## TASK REQUIREMENTS
In the records, find every line with the word "lawn" and copy it out.

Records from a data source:
•••
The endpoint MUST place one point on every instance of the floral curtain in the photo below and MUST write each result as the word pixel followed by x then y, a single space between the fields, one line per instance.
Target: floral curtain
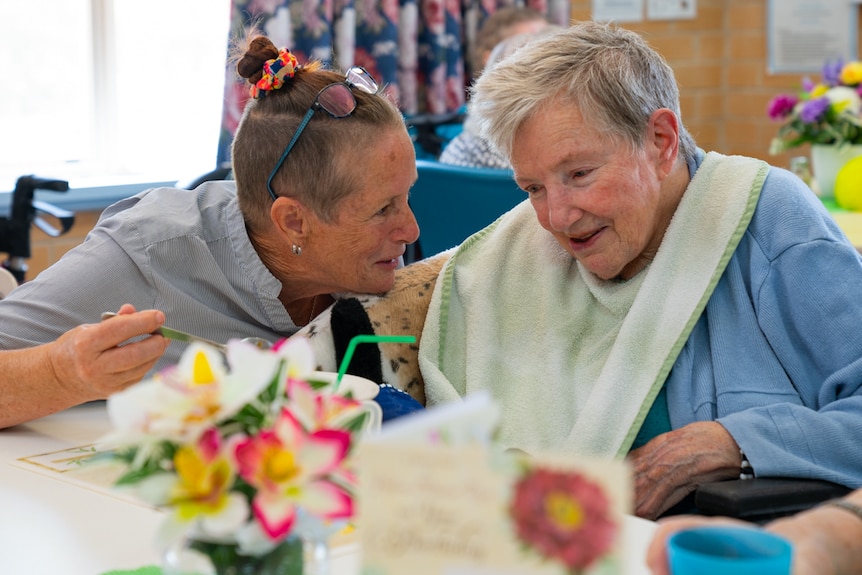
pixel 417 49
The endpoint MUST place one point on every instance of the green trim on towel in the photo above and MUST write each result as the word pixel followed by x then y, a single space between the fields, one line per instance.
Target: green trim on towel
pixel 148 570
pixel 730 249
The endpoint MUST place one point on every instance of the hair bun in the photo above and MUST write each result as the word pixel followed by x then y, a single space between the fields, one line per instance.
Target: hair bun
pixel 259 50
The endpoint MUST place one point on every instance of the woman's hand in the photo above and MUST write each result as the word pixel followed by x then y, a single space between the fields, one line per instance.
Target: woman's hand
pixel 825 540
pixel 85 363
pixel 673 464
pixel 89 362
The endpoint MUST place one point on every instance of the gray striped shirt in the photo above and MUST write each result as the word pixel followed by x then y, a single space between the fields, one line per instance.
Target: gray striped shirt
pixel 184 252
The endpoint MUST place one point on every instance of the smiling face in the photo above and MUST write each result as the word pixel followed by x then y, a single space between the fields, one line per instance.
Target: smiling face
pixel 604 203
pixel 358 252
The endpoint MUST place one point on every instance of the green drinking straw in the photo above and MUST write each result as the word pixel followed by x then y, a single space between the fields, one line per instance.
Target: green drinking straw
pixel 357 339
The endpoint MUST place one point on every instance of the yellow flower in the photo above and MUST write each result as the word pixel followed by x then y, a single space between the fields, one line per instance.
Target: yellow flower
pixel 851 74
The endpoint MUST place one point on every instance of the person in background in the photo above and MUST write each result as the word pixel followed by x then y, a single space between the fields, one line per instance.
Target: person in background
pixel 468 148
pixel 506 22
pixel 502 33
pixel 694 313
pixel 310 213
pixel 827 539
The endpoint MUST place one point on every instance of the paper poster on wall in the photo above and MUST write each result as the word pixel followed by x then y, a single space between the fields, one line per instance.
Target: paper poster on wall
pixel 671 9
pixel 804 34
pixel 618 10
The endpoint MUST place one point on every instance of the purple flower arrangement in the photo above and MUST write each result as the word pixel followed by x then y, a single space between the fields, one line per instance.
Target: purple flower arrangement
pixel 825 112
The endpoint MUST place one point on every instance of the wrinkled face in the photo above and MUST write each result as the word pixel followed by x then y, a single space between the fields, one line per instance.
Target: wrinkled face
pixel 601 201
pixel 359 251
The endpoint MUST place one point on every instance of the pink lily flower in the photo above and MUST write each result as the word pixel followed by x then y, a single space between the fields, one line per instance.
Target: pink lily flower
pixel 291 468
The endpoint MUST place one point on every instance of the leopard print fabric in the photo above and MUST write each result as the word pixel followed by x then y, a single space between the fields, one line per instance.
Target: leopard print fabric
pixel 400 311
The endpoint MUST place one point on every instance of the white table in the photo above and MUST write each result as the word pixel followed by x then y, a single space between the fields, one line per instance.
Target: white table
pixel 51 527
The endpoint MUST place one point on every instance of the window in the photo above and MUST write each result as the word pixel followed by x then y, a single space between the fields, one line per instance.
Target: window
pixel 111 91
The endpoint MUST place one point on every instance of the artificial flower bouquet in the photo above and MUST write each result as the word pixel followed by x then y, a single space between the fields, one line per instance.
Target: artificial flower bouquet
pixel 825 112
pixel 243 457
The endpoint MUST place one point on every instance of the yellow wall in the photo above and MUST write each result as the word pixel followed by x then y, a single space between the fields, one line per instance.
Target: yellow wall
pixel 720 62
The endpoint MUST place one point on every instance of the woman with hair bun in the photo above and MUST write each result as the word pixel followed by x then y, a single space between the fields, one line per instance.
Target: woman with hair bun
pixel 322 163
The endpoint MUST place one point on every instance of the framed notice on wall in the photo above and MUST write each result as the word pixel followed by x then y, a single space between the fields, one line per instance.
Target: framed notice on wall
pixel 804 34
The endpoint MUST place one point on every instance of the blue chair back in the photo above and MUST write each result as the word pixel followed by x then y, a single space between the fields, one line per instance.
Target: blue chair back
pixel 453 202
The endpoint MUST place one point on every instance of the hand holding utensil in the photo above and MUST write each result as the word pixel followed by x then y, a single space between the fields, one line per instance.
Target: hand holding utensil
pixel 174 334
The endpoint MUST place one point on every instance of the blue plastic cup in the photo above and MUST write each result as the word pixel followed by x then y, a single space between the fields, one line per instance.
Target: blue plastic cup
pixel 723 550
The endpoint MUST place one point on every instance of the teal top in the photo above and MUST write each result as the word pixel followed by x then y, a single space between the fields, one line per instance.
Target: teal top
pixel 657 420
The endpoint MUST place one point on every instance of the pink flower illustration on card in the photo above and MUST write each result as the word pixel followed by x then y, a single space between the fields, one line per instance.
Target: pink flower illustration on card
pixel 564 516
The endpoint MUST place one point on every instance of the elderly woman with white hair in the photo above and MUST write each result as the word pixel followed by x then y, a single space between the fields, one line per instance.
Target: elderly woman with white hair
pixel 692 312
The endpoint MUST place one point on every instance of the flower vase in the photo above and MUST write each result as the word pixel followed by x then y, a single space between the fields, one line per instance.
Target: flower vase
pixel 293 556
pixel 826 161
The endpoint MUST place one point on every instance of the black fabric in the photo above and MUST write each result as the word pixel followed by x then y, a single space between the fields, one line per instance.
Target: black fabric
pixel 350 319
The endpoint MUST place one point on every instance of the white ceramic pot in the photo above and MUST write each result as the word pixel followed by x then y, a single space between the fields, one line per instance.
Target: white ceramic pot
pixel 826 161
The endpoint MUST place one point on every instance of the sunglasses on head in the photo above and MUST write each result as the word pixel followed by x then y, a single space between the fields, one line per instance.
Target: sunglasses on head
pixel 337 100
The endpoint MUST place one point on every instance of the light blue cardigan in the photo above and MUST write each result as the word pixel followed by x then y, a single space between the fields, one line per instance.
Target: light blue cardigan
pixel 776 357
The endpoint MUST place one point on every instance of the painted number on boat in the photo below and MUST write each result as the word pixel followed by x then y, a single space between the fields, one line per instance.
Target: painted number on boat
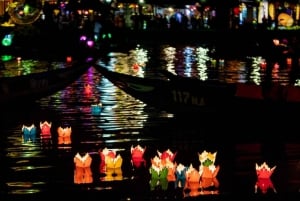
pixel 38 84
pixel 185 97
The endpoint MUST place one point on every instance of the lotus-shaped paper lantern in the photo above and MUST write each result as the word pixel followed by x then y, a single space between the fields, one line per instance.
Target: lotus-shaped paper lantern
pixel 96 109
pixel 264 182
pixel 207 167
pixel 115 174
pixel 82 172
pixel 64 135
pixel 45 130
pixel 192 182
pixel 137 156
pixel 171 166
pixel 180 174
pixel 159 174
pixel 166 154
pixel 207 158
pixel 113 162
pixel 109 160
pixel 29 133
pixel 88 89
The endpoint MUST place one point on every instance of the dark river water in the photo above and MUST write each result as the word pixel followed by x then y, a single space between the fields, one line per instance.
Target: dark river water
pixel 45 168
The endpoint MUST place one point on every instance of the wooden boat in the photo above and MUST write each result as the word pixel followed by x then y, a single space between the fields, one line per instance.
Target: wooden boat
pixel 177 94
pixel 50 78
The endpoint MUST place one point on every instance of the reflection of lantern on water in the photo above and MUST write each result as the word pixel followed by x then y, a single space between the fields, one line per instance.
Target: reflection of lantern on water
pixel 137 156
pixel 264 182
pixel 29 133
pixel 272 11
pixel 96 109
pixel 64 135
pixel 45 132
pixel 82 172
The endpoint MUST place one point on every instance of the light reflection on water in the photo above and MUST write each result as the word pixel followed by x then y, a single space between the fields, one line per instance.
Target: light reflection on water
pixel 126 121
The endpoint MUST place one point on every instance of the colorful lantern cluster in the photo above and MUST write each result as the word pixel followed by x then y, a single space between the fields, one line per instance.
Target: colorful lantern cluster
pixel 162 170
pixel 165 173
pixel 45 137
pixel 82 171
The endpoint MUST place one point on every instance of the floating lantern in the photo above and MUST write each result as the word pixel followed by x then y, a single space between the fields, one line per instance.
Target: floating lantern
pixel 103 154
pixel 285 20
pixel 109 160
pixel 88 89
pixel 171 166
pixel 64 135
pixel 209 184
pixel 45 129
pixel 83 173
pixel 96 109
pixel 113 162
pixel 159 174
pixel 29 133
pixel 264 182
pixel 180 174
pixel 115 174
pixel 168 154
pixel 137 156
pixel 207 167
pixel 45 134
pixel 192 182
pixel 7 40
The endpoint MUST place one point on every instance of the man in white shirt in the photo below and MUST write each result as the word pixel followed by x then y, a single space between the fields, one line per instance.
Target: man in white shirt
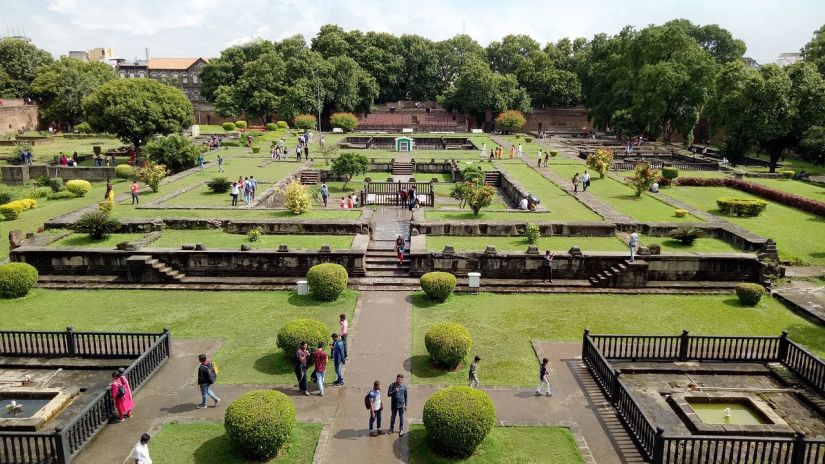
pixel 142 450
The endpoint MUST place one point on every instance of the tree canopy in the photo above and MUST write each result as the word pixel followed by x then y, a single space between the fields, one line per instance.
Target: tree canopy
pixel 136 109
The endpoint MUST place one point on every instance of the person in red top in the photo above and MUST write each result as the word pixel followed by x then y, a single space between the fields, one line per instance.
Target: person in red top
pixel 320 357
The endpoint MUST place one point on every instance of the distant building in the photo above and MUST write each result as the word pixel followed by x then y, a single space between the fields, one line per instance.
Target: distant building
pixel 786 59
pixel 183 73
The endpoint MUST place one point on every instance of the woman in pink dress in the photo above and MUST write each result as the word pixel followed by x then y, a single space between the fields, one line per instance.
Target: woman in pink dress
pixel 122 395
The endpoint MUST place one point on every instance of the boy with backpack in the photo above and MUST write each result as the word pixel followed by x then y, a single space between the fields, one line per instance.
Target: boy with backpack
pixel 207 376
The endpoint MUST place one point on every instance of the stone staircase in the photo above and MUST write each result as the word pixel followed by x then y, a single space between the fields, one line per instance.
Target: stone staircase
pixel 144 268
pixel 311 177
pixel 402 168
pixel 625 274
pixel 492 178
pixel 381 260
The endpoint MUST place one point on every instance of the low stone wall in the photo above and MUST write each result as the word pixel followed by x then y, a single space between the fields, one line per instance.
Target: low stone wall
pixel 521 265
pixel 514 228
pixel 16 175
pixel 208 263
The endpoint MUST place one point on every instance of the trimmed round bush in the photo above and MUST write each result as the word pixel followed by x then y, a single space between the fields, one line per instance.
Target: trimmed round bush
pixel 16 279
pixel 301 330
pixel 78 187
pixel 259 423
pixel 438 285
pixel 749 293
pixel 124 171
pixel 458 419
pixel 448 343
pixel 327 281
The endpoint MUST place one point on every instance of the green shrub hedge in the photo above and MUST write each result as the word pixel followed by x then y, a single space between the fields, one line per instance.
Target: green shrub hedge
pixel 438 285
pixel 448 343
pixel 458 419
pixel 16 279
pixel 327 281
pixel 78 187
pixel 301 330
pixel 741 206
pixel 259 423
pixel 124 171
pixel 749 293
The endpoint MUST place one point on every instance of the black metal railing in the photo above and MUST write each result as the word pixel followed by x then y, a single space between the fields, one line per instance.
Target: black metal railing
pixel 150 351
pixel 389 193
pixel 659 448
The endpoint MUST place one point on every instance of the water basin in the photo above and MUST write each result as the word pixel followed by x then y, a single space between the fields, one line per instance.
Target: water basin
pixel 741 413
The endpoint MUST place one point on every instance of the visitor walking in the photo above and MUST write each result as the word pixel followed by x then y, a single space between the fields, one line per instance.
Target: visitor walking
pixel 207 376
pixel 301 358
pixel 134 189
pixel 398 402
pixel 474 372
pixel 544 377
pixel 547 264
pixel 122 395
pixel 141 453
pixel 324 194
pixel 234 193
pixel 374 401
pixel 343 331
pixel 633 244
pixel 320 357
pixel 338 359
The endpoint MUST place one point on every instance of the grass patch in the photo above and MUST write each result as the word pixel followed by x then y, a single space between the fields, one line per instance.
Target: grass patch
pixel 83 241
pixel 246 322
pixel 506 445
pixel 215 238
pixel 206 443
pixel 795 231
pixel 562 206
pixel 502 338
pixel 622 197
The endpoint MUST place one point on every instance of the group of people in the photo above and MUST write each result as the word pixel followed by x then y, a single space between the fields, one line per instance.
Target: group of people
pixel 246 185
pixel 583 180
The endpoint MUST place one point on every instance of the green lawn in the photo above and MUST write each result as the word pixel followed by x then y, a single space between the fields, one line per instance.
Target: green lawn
•••
## RESPONSE
The endpoint MUST place one point on every instance of the green lawn in the photo above and MUST write each result as the word pixel followed by x then y, a single space between the fields, one line per instance.
Target: green lawn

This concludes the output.